Image point grounding data:
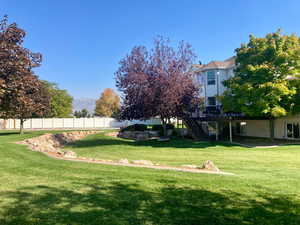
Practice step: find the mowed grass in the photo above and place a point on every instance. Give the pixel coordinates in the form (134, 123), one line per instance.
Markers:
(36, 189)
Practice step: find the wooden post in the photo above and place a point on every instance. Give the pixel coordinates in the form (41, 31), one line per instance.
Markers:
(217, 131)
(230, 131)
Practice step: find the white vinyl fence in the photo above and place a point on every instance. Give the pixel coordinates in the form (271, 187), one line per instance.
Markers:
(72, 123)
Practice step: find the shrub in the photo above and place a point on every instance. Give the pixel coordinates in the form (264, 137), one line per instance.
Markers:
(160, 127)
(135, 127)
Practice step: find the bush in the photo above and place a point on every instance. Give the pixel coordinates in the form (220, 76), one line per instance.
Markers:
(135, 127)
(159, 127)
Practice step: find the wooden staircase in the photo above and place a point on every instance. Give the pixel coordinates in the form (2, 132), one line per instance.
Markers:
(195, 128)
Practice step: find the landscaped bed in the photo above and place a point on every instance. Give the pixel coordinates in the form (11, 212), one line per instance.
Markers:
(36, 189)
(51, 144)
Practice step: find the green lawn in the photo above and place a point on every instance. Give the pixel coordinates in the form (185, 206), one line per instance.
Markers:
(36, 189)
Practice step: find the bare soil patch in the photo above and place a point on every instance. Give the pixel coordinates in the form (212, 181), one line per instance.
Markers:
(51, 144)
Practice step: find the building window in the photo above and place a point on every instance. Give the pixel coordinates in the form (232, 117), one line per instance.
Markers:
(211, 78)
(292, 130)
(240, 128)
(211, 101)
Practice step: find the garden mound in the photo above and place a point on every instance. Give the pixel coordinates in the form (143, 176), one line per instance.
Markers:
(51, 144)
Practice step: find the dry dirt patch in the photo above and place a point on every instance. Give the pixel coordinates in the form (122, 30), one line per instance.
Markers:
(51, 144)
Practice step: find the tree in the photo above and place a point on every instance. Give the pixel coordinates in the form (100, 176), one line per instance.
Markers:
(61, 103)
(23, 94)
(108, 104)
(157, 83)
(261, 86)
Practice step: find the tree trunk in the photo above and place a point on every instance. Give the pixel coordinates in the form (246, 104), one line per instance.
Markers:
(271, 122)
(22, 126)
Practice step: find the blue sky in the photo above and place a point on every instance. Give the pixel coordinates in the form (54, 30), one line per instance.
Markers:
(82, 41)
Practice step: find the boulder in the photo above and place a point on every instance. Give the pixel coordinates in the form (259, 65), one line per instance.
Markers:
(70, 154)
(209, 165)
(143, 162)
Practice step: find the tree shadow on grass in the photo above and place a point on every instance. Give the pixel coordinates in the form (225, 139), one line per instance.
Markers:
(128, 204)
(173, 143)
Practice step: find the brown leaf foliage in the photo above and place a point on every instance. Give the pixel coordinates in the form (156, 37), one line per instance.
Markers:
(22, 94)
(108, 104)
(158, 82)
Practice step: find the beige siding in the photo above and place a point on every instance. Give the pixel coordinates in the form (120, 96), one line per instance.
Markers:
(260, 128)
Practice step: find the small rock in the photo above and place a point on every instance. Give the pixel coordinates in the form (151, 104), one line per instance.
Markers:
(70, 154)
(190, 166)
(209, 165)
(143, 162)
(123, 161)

Work task: Where does "wooden" appear in the records above? Copy each line that holds it.

Result for this task:
Practice step: find the wooden post in the photo above and place a point on every instance. Give the pixel coordinates in the form (41, 31), one line per instance.
Practice step: find the wooden staircase in the photo above and place a point on every instance. Give the pixel coordinates in the form (2, 132), one line per instance.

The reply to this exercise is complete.